HIV infection in adolescents transitioning to adult care

Adam Bartlett1, Geraldine Dunne1, Alison Curby1, Louise Dolahenty1, Virginia Furner2, Pamela Palasanthiran1

  1. NSW Paediatric HIV Service, Sydney Children’s Hospital, Randwick, NSW
  2. The Albion Centre, Surry Hills, NSW

Last reviewed: March 2020


The majority of adolescents (age 10-19 years) living with HIV have acquired the infection perinatally. As such they have experienced long-term exposure to an interplay of physiologic processes associated with chronic HIV infection and antiretroviral therapy that needs to be managed during a complex period of physical and psychosocial development.[1],[2] This leaves adolescents vulnerable to poorer outcomes compared to children and adults, and HIV care should be provided in specialised services with experienced adolescent health care providers where possible.[3] This cohort, particularly for adolescents from low- and middle-income countries, may experience delays in HIV diagnosis and initiation of optimal combination antiretroviral therapy that could lead to considerable morbidity. These extend beyond opportunistic infections to include impaired growth, delayed puberty, and poor neurocognitive performance.[2],[4],[5] There is also increasing awareness of their susceptibility to mental health and substance use issues.[4],[6],[7] Furthermore, long-term antiretroviral therapy can lead to an array of treatment-related complications that have longer-term implications throughout adulthood.[8]

Aim of the task: In the passage on adolescents living with HIV, how did most of them acquire the infection?

Data shown:
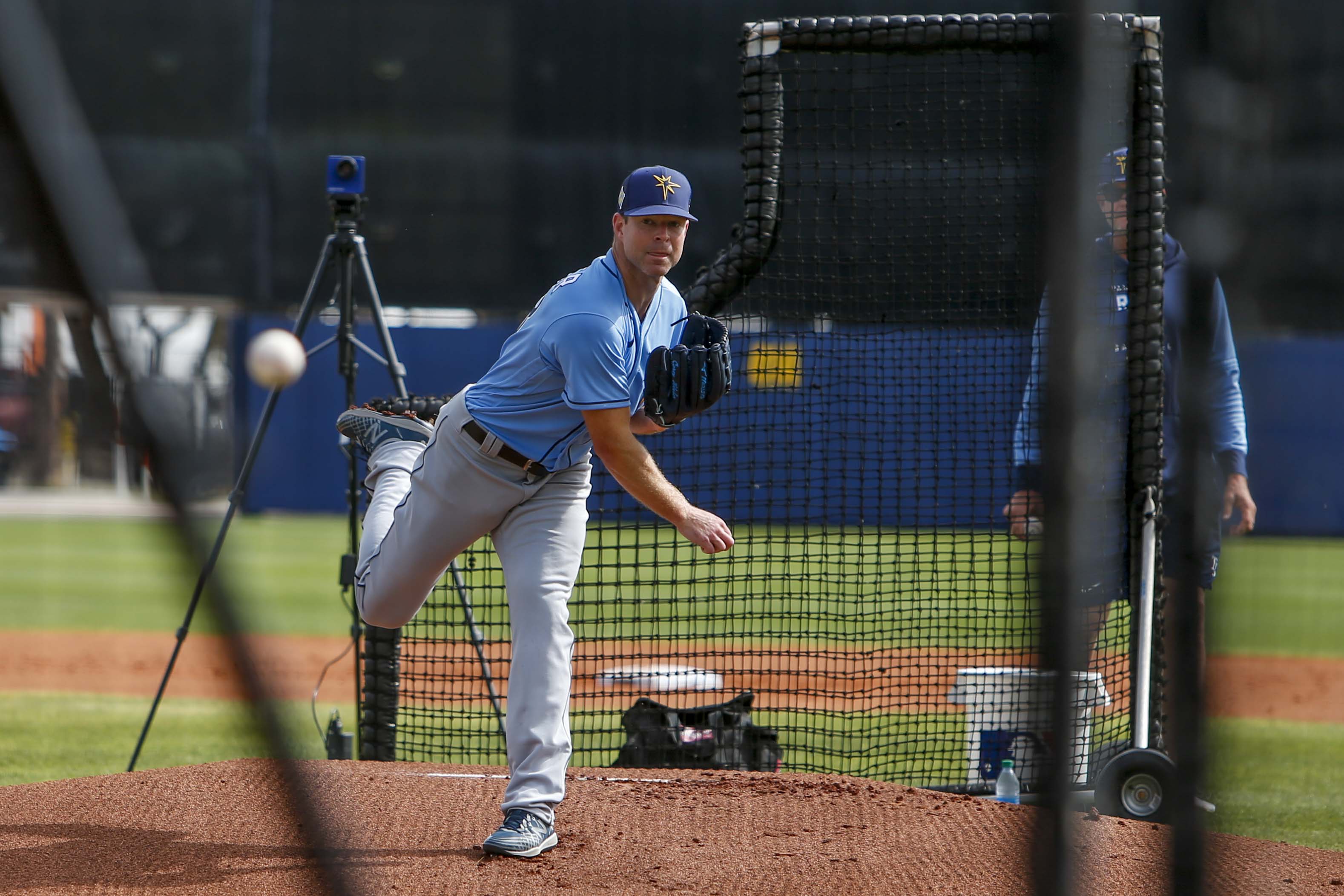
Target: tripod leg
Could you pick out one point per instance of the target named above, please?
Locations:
(398, 373)
(394, 367)
(305, 313)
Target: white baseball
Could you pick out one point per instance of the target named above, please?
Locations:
(275, 359)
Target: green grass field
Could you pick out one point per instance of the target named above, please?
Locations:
(1273, 597)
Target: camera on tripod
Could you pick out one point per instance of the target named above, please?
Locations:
(346, 184)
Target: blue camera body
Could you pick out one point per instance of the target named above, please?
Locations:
(345, 174)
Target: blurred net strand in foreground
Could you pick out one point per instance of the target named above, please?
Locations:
(103, 256)
(874, 605)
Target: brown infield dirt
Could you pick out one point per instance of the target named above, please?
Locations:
(416, 828)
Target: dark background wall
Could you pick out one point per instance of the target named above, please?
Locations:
(497, 133)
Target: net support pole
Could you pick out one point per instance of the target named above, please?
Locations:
(1144, 648)
(1080, 62)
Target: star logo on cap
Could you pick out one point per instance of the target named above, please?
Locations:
(666, 184)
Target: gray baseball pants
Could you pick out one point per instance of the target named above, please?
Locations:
(431, 503)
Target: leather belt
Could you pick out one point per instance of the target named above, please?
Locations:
(479, 436)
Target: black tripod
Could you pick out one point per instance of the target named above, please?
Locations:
(341, 252)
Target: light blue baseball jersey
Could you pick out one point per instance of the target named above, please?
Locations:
(583, 348)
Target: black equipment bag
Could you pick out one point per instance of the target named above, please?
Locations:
(718, 737)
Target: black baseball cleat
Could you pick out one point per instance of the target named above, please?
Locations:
(370, 428)
(522, 836)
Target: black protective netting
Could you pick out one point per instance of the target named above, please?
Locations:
(874, 603)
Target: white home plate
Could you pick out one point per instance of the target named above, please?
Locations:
(662, 678)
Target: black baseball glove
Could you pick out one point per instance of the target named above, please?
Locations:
(422, 406)
(690, 376)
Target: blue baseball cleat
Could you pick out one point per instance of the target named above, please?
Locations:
(369, 428)
(522, 836)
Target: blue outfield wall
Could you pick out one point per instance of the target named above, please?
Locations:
(947, 426)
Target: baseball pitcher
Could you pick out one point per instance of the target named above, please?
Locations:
(606, 355)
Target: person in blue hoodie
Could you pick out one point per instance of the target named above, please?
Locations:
(1226, 414)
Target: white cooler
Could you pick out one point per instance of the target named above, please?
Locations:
(1008, 718)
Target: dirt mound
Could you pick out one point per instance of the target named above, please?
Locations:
(416, 829)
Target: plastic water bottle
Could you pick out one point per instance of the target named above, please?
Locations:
(1007, 789)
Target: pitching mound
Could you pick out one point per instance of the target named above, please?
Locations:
(412, 828)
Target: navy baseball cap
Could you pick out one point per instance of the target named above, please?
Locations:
(656, 190)
(1113, 167)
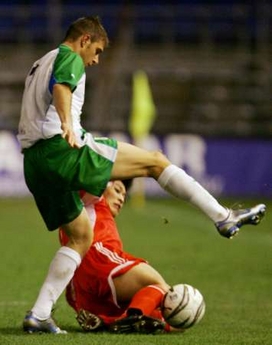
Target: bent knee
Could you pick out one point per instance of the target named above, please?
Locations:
(161, 162)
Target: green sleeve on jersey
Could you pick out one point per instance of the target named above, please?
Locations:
(68, 68)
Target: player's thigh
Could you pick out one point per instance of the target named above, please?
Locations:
(135, 279)
(133, 161)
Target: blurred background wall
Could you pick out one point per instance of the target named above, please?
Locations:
(208, 64)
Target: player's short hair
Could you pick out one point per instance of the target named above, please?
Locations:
(127, 183)
(87, 25)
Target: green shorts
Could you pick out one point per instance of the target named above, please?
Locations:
(55, 173)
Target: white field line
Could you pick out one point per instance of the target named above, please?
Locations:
(12, 303)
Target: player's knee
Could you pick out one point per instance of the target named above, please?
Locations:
(160, 163)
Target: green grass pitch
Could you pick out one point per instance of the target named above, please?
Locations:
(235, 276)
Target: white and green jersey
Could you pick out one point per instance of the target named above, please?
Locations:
(39, 118)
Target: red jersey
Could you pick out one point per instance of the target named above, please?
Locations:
(92, 286)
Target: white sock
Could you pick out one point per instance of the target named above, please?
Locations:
(60, 272)
(175, 181)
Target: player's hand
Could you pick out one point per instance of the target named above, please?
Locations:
(69, 135)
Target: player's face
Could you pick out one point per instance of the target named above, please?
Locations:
(115, 195)
(91, 51)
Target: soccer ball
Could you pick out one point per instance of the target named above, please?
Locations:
(183, 306)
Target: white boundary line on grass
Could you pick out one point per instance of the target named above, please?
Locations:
(12, 303)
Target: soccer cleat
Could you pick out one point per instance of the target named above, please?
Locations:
(237, 218)
(137, 324)
(33, 325)
(90, 322)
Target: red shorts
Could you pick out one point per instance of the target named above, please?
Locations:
(92, 286)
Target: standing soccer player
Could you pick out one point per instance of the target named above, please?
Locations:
(60, 159)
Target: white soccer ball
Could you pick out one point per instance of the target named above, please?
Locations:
(183, 306)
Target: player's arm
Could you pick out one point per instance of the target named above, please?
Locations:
(62, 99)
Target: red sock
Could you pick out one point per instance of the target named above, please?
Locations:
(146, 300)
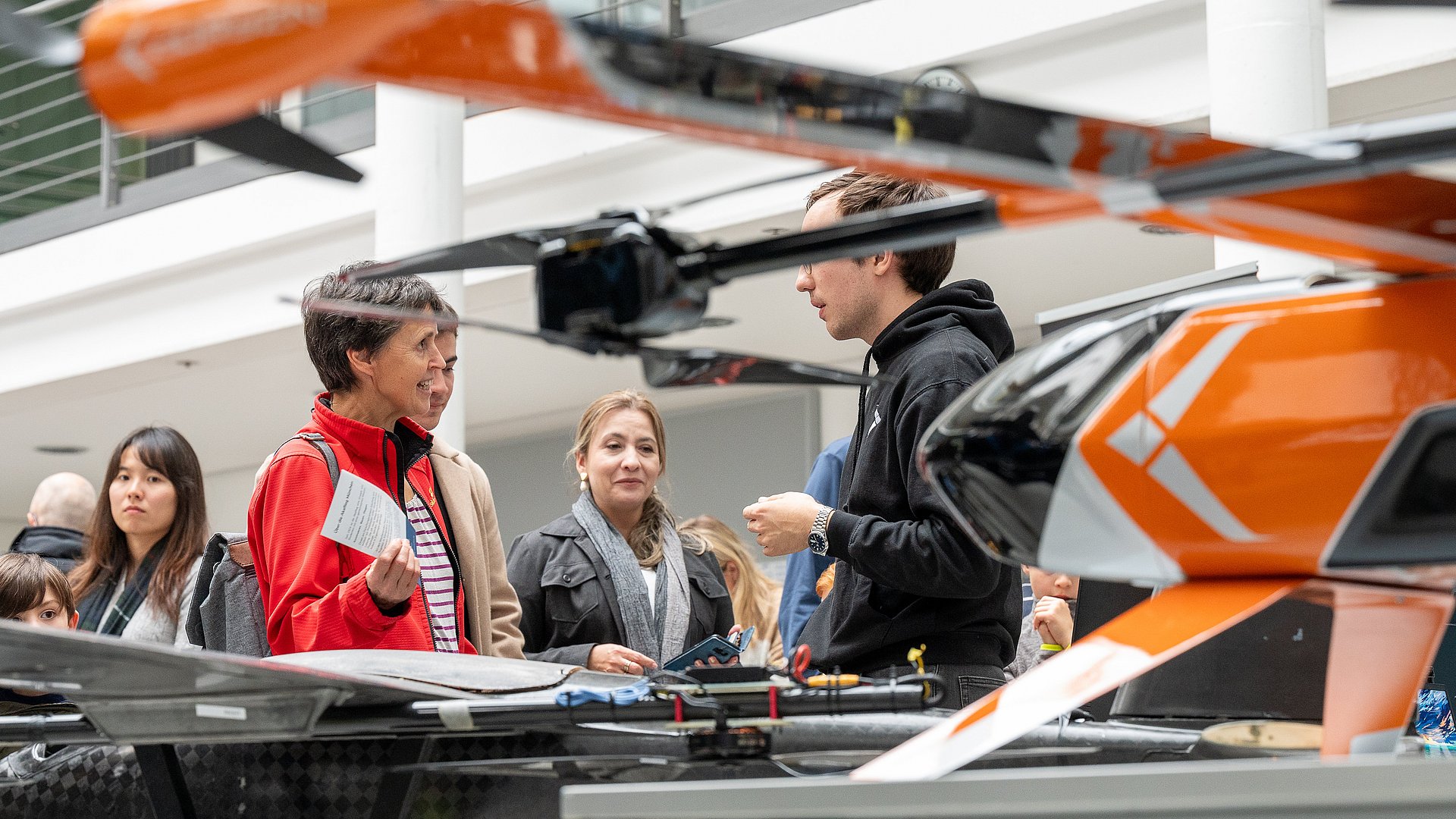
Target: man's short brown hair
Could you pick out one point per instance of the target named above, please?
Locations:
(24, 582)
(859, 191)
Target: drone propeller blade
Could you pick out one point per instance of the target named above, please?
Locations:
(664, 210)
(494, 251)
(701, 366)
(660, 366)
(270, 142)
(47, 47)
(346, 308)
(507, 249)
(903, 228)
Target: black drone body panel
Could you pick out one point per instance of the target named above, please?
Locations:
(617, 283)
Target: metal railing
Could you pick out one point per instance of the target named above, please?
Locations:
(55, 149)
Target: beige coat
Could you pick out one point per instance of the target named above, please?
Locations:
(492, 611)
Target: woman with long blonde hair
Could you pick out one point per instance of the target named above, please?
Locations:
(609, 585)
(755, 596)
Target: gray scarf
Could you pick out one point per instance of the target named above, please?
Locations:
(660, 637)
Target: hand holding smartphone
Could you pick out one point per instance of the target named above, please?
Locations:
(712, 648)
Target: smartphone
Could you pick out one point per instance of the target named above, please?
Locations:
(711, 648)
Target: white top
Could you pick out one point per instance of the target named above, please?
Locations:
(650, 576)
(150, 624)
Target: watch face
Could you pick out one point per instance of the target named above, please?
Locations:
(946, 77)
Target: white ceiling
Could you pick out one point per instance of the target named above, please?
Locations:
(174, 316)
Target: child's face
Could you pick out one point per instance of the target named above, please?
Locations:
(1052, 585)
(49, 614)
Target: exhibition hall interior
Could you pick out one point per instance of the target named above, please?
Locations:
(1218, 235)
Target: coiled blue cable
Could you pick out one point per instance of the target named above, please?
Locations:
(625, 695)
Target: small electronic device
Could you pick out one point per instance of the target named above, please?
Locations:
(714, 646)
(1433, 716)
(743, 639)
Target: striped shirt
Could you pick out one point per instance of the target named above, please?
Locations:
(436, 577)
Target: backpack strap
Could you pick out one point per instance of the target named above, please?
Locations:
(324, 449)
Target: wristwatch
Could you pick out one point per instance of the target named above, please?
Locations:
(819, 535)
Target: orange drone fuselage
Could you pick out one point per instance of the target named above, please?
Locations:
(193, 64)
(1232, 458)
(1250, 431)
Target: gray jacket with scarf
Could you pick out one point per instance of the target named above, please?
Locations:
(568, 604)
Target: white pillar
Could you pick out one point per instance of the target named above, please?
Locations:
(417, 181)
(1266, 80)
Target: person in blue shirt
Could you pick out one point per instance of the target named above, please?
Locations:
(804, 567)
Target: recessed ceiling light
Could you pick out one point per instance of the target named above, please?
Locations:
(1161, 231)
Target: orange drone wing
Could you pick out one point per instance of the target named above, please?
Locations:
(204, 61)
(1145, 637)
(1382, 642)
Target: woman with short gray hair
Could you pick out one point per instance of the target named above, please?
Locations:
(378, 372)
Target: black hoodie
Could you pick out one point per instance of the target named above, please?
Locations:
(60, 547)
(908, 573)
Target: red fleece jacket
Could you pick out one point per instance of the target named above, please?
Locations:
(313, 588)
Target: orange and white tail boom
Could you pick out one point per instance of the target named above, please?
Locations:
(1383, 639)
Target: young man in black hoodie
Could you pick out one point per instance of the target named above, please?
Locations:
(906, 575)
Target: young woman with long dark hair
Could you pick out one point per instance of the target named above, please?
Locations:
(145, 539)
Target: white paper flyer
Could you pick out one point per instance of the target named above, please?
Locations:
(363, 516)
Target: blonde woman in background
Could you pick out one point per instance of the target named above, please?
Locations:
(755, 596)
(609, 585)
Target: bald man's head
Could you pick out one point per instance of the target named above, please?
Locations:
(64, 500)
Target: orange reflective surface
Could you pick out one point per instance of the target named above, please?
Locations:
(1142, 639)
(191, 64)
(1381, 645)
(1286, 428)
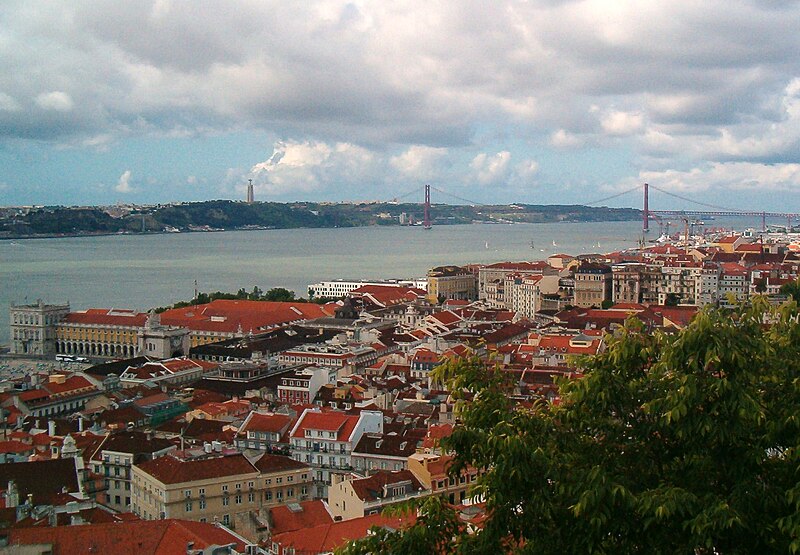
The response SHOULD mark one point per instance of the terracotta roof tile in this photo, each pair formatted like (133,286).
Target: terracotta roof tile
(171,470)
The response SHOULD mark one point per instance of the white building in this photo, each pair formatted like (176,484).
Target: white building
(341,288)
(326,439)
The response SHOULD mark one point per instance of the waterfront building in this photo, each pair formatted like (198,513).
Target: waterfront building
(33,328)
(262,431)
(100,332)
(338,288)
(58,396)
(175,371)
(523,293)
(301,387)
(592,284)
(345,358)
(121,333)
(678,283)
(451,283)
(225,319)
(114,458)
(216,486)
(734,284)
(155,340)
(128,536)
(635,283)
(498,272)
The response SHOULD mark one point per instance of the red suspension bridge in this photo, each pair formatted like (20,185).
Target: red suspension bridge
(704,210)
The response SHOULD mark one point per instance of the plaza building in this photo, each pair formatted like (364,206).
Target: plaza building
(33,328)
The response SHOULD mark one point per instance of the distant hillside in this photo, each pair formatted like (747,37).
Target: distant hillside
(226,214)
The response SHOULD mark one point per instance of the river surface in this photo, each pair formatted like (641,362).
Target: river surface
(146,271)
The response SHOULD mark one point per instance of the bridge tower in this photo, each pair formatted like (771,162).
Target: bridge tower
(426,223)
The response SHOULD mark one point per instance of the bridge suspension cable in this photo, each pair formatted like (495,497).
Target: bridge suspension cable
(614,196)
(408,194)
(697,202)
(462,199)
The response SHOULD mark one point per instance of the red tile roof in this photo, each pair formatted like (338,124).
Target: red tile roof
(171,470)
(311,514)
(133,537)
(107,317)
(326,421)
(228,316)
(327,537)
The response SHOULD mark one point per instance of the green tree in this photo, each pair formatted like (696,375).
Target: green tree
(685,443)
(792,288)
(279,294)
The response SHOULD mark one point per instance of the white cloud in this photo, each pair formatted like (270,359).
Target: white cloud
(8,104)
(56,100)
(732,176)
(620,124)
(563,139)
(303,166)
(526,168)
(419,85)
(419,161)
(124,183)
(489,169)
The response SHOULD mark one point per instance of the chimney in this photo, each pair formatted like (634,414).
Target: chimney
(12,494)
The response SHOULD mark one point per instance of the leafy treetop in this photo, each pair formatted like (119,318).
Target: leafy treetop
(684,443)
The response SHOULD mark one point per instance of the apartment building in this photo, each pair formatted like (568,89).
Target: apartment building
(325,440)
(593,284)
(216,486)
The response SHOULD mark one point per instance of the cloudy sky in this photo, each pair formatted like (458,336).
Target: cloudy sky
(544,101)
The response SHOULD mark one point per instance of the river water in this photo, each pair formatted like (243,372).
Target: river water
(141,272)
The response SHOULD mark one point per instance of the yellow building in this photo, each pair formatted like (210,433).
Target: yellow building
(451,282)
(216,486)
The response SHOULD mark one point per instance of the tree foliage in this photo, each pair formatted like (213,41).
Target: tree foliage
(792,289)
(684,443)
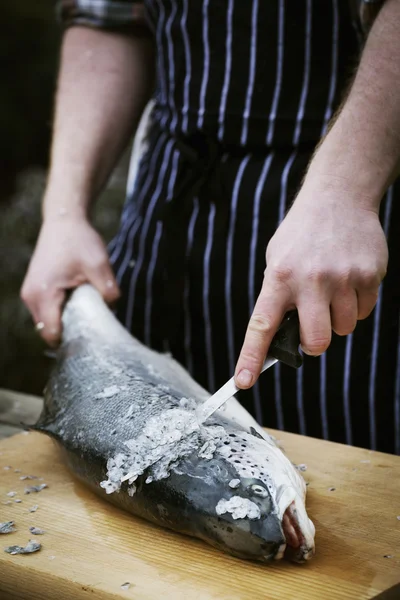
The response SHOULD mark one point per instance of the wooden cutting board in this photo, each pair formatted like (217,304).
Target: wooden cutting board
(91,548)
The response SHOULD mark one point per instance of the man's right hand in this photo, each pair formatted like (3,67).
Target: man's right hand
(69,252)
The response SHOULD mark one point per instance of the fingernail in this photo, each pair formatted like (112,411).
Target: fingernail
(244,377)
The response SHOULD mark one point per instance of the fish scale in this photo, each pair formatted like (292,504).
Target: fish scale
(110,402)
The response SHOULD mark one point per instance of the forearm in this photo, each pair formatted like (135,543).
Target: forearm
(361,152)
(105,80)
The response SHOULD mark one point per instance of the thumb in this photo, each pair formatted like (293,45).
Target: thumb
(47,315)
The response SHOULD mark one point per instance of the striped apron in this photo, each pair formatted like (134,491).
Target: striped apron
(244,92)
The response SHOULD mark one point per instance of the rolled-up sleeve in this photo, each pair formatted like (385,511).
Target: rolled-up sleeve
(103,14)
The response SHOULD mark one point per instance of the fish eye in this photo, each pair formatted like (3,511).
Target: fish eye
(259,490)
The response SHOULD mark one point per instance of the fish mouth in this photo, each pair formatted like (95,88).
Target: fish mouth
(298,547)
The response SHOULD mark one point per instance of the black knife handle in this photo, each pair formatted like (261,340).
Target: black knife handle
(285,344)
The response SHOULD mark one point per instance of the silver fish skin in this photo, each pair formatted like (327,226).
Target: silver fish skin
(225,482)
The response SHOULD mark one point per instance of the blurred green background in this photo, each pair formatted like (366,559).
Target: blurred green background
(29,51)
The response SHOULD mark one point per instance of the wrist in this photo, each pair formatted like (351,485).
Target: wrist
(349,169)
(67,204)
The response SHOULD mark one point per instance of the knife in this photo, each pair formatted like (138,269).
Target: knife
(284,348)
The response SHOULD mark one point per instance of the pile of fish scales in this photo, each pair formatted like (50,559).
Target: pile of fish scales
(124,412)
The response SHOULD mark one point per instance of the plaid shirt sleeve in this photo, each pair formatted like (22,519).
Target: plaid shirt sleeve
(103,14)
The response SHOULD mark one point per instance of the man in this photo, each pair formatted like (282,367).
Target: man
(243,93)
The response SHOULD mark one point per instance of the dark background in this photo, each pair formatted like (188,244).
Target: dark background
(30,38)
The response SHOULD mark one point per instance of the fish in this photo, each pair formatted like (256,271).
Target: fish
(116,407)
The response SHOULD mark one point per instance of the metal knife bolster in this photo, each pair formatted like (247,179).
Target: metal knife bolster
(286,342)
(284,347)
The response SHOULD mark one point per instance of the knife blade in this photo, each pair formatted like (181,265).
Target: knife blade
(284,347)
(224,393)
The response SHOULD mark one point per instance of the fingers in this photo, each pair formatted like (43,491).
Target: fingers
(315,322)
(344,311)
(268,313)
(45,307)
(366,302)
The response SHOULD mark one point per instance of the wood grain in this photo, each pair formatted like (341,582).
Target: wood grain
(90,548)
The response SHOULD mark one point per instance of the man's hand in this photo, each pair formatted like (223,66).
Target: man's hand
(69,252)
(329,255)
(327,259)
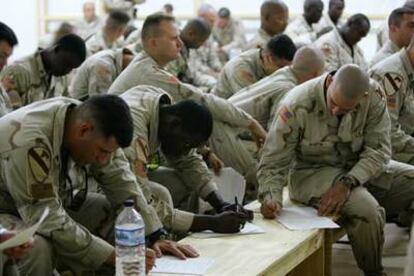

Response box: Perinatally.